> _Task data_:
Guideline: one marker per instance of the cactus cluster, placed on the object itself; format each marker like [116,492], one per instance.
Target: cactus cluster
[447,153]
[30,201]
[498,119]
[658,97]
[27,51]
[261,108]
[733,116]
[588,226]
* * *
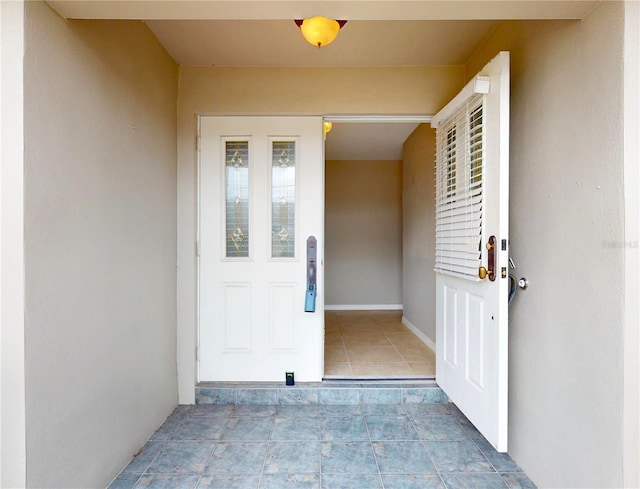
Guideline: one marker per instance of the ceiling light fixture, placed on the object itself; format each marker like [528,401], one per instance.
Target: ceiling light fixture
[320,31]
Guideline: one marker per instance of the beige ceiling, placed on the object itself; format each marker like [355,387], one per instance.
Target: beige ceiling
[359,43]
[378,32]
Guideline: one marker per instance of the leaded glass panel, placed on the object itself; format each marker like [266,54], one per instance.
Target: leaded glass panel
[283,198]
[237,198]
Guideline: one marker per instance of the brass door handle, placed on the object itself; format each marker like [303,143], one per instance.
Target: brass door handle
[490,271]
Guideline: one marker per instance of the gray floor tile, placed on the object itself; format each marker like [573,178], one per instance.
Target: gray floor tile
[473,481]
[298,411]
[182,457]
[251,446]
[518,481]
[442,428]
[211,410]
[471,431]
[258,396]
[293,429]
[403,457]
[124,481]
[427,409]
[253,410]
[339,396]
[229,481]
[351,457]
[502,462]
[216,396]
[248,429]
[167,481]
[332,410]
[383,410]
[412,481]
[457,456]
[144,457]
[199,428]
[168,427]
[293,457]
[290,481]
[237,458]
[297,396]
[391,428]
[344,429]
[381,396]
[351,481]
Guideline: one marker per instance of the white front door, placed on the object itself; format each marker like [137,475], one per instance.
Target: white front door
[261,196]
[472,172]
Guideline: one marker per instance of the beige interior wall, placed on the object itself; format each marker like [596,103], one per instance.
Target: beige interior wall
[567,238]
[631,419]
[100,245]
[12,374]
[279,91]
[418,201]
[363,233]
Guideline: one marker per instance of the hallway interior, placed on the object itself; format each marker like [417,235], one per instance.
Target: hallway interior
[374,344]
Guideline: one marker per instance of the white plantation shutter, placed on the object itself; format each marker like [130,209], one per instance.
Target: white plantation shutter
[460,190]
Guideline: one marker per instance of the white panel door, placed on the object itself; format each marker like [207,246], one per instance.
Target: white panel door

> _Work request_: What you give back should be exactly the lines of the data above from the line with "Guideline: one marker per instance of the gray" through the line with "Guideline: one marker per instance of the white front", both of those included, and nothing more.

> _Your solution_:
Guideline: one marker per instance of the gray floor tile, placed on the object itself; format each marker like [573,178], one per instance.
Target: gray floor tile
[473,481]
[298,411]
[182,457]
[251,446]
[518,481]
[442,428]
[211,410]
[471,431]
[258,396]
[293,429]
[403,457]
[124,481]
[427,409]
[253,410]
[339,396]
[229,481]
[351,457]
[502,462]
[216,396]
[248,429]
[167,481]
[332,410]
[383,410]
[412,481]
[457,456]
[144,457]
[199,428]
[168,427]
[293,457]
[290,481]
[237,458]
[297,396]
[391,428]
[344,429]
[381,396]
[351,481]
Guideline: one marker per instance of the white front door, placed on the object itself; format each marker like [137,475], one per instance.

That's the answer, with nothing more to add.